Directions for this task
For each record that follows, write out an identical copy.

Natural language region descriptions
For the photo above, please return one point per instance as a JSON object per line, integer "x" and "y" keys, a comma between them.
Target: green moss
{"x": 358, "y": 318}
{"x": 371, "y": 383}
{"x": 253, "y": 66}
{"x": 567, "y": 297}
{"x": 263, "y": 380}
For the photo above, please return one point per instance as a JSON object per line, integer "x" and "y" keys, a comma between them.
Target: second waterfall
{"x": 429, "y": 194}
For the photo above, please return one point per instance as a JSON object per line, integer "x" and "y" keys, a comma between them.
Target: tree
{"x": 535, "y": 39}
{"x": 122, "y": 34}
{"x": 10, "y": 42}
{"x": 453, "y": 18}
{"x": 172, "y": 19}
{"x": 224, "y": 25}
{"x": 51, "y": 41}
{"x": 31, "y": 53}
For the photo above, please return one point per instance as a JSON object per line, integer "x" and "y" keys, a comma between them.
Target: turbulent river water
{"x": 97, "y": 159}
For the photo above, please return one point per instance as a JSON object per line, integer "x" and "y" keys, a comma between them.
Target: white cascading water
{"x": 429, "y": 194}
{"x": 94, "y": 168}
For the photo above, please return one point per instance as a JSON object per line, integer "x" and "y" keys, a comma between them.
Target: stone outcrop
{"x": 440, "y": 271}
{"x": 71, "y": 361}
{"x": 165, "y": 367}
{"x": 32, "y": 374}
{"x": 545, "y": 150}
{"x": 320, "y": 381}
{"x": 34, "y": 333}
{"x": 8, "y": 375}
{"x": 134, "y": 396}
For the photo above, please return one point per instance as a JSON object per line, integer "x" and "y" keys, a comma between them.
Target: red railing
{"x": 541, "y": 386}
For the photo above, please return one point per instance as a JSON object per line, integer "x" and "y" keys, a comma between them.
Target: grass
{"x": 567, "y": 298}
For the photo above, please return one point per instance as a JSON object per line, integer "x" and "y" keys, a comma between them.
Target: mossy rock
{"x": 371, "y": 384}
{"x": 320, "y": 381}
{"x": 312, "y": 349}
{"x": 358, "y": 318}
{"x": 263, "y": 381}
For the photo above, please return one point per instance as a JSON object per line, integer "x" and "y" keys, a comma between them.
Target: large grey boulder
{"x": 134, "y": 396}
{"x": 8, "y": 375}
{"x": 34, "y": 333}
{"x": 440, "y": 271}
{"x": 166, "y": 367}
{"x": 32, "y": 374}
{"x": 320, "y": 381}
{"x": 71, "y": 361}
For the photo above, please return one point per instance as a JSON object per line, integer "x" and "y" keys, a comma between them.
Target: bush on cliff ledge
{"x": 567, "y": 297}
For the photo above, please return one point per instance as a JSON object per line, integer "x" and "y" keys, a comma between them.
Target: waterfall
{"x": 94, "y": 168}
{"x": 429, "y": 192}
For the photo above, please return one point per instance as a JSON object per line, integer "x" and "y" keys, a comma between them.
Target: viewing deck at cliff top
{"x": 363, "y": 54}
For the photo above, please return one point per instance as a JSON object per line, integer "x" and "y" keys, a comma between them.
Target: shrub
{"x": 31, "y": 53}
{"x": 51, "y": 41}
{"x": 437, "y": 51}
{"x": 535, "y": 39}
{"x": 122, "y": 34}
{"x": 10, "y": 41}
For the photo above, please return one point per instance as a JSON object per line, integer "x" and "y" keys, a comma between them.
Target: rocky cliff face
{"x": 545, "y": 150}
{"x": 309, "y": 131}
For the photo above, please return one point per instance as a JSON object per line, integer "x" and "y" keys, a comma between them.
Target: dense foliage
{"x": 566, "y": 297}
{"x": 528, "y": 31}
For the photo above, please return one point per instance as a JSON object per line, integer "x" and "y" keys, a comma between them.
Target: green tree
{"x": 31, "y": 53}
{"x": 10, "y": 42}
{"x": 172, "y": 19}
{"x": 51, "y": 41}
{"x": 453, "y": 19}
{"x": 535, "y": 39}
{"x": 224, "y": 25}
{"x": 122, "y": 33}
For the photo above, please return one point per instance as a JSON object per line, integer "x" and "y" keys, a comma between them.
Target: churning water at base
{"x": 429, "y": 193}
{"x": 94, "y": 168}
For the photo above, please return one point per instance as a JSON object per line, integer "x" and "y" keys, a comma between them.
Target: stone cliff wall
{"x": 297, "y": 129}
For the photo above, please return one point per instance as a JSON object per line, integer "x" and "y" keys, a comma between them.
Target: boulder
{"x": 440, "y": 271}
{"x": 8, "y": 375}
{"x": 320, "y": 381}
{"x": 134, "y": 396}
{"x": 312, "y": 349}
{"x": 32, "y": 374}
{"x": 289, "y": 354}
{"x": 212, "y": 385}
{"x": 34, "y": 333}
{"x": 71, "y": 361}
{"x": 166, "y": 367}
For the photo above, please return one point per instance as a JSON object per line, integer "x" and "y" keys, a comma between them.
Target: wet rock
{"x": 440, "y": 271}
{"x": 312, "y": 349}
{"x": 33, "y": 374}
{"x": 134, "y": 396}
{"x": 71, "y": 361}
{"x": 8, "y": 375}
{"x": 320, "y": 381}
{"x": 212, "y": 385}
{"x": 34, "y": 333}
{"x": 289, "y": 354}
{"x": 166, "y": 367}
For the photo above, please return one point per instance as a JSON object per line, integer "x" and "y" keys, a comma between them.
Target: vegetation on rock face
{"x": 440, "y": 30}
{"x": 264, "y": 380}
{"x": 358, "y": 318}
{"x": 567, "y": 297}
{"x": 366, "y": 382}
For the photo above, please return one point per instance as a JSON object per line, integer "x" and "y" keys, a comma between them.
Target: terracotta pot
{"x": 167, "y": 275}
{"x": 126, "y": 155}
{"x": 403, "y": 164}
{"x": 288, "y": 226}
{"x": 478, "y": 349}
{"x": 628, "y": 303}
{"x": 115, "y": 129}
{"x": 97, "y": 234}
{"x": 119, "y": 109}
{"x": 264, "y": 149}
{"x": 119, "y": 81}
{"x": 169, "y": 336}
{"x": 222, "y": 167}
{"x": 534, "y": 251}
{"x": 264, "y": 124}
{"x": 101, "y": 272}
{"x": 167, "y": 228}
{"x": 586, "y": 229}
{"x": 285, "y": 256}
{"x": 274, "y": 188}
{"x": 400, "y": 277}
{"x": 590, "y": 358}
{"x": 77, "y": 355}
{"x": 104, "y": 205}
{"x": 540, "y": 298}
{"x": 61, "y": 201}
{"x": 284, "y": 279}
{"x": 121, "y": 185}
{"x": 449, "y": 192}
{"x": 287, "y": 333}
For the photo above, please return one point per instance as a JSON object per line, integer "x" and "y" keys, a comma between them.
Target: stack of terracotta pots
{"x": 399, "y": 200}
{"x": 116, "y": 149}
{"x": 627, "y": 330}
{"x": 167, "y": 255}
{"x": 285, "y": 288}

Your solution
For the photo above, please return one point per instance as a JSON object per line, integer "x" and "y" keys, a comma between them.
Target: green moss
{"x": 358, "y": 318}
{"x": 371, "y": 383}
{"x": 253, "y": 66}
{"x": 567, "y": 297}
{"x": 263, "y": 380}
For the photo above, please return one point per instance as a JSON object per line, integer "x" and "y" keys, a comma between them.
Target: second waterfall
{"x": 429, "y": 194}
For the photo above, please return one point per instance as a JSON object per line, integer "x" and "y" keys, a comma between them.
Target: tree
{"x": 535, "y": 39}
{"x": 122, "y": 34}
{"x": 10, "y": 42}
{"x": 453, "y": 18}
{"x": 172, "y": 19}
{"x": 224, "y": 25}
{"x": 51, "y": 41}
{"x": 31, "y": 53}
For the photo above, please return one point per instance as a JSON object per line, integer "x" and "y" keys, a comma between them.
Target: turbulent river water
{"x": 97, "y": 159}
For the photo above, please return one point per instance as a JSON object per line, integer "x" and "y" keys, a comma between them.
Target: white cascading water
{"x": 429, "y": 194}
{"x": 94, "y": 168}
For the photo above, please return one point per instance as a JSON object per line, integer "x" and "y" keys, a comma between them.
Target: stone outcrop
{"x": 440, "y": 271}
{"x": 71, "y": 361}
{"x": 165, "y": 367}
{"x": 32, "y": 374}
{"x": 545, "y": 150}
{"x": 320, "y": 381}
{"x": 34, "y": 333}
{"x": 8, "y": 375}
{"x": 134, "y": 396}
For the photo above, please return one point per instance as a JSON object per line, integer "x" and "y" keys, a comma between them.
Target: red railing
{"x": 541, "y": 386}
For the photo above, please return one point per instance as a JSON object per line, integer "x" and "y" keys, a comma between them.
Target: grass
{"x": 567, "y": 298}
For the photo above, please return one point per instance as a JSON object per line, integer "x" and "y" keys, a comma between them.
Target: mossy rock
{"x": 371, "y": 384}
{"x": 320, "y": 381}
{"x": 312, "y": 349}
{"x": 358, "y": 318}
{"x": 263, "y": 381}
For the photo above, please return one point per instance as a JSON object per line, integer "x" and "y" keys, a comma between them.
Target: large grey boulder
{"x": 134, "y": 396}
{"x": 8, "y": 375}
{"x": 34, "y": 333}
{"x": 440, "y": 271}
{"x": 166, "y": 367}
{"x": 32, "y": 374}
{"x": 320, "y": 381}
{"x": 71, "y": 361}
For the photo above, please return one point per instance as a JSON object per line, integer "x" and "y" keys, a comma between them.
Target: bush on cliff ledge
{"x": 567, "y": 297}
For the photo above, please return one point per instance as a JSON object per line, integer "x" and "y" keys, a comma between them.
Target: waterfall
{"x": 94, "y": 168}
{"x": 429, "y": 192}
For the photo above, please return one point per instance as a JSON object per line, integer "x" and "y" keys, a comma between them.
Target: viewing deck at cliff top
{"x": 363, "y": 54}
For the photo above, please return one point per instance as a JSON object per line, integer "x" and "y" keys, a comma between them.
Target: shrub
{"x": 31, "y": 53}
{"x": 51, "y": 41}
{"x": 437, "y": 51}
{"x": 535, "y": 39}
{"x": 122, "y": 34}
{"x": 10, "y": 41}
For the photo above, please return one point per instance as a JSON object per line, integer "x" and "y" keys, a comma between them.
Target: rocky cliff face
{"x": 545, "y": 150}
{"x": 309, "y": 131}
For the photo above, please return one point per instance as a JSON object per line, integer "x" and "y" keys, a comma between them.
Target: dense foliage
{"x": 566, "y": 297}
{"x": 528, "y": 31}
For the photo above, please return one point per instance as a JSON object per line, integer "x" and "y" keys, a comma between them.
Target: green tree
{"x": 31, "y": 53}
{"x": 10, "y": 42}
{"x": 172, "y": 19}
{"x": 51, "y": 41}
{"x": 453, "y": 19}
{"x": 535, "y": 39}
{"x": 224, "y": 25}
{"x": 122, "y": 33}
For the photo above, please return one point per instance as a JSON object per line, integer "x" and "y" keys, a comma between them.
Target: churning water at base
{"x": 429, "y": 193}
{"x": 94, "y": 168}
For the photo above, please return one point per instance as a JSON object per line, integer "x" and "y" keys, a comma between them.
Target: stone cliff wall
{"x": 297, "y": 129}
For the photo above, please return one point per instance as a JSON object per line, integer "x" and "y" keys, a comma between them.
Target: boulder
{"x": 440, "y": 271}
{"x": 8, "y": 375}
{"x": 320, "y": 381}
{"x": 134, "y": 396}
{"x": 312, "y": 349}
{"x": 32, "y": 374}
{"x": 289, "y": 354}
{"x": 212, "y": 385}
{"x": 34, "y": 333}
{"x": 71, "y": 361}
{"x": 166, "y": 367}
For the photo above, please return one point per instance as a JSON object per line, integer "x" and "y" keys, a comma between them.
Target: wet rock
{"x": 440, "y": 271}
{"x": 312, "y": 349}
{"x": 33, "y": 374}
{"x": 134, "y": 396}
{"x": 71, "y": 361}
{"x": 8, "y": 375}
{"x": 320, "y": 381}
{"x": 212, "y": 385}
{"x": 34, "y": 333}
{"x": 289, "y": 354}
{"x": 166, "y": 367}
For the photo above, please return one point per instance as a JSON object per line, integer "x" and "y" keys, a comma between them.
Target: vegetation on rock face
{"x": 440, "y": 30}
{"x": 264, "y": 380}
{"x": 358, "y": 318}
{"x": 567, "y": 297}
{"x": 366, "y": 382}
For the photo above, please return one point per instance as a JSON object per line, integer "x" and "y" keys, a comma between them.
Target: terracotta pot
{"x": 167, "y": 275}
{"x": 126, "y": 155}
{"x": 403, "y": 164}
{"x": 288, "y": 226}
{"x": 478, "y": 349}
{"x": 628, "y": 303}
{"x": 115, "y": 129}
{"x": 97, "y": 234}
{"x": 119, "y": 109}
{"x": 264, "y": 149}
{"x": 119, "y": 81}
{"x": 169, "y": 336}
{"x": 222, "y": 167}
{"x": 534, "y": 251}
{"x": 264, "y": 124}
{"x": 101, "y": 272}
{"x": 167, "y": 228}
{"x": 586, "y": 229}
{"x": 285, "y": 256}
{"x": 274, "y": 188}
{"x": 400, "y": 277}
{"x": 590, "y": 358}
{"x": 77, "y": 355}
{"x": 104, "y": 205}
{"x": 540, "y": 298}
{"x": 61, "y": 201}
{"x": 284, "y": 279}
{"x": 121, "y": 185}
{"x": 449, "y": 192}
{"x": 287, "y": 333}
For the photo above, please return one point per instance as a JSON object per line, integer "x" and "y" keys, a comma between them.
Target: stack of terracotta pots
{"x": 399, "y": 200}
{"x": 116, "y": 149}
{"x": 627, "y": 330}
{"x": 167, "y": 255}
{"x": 285, "y": 288}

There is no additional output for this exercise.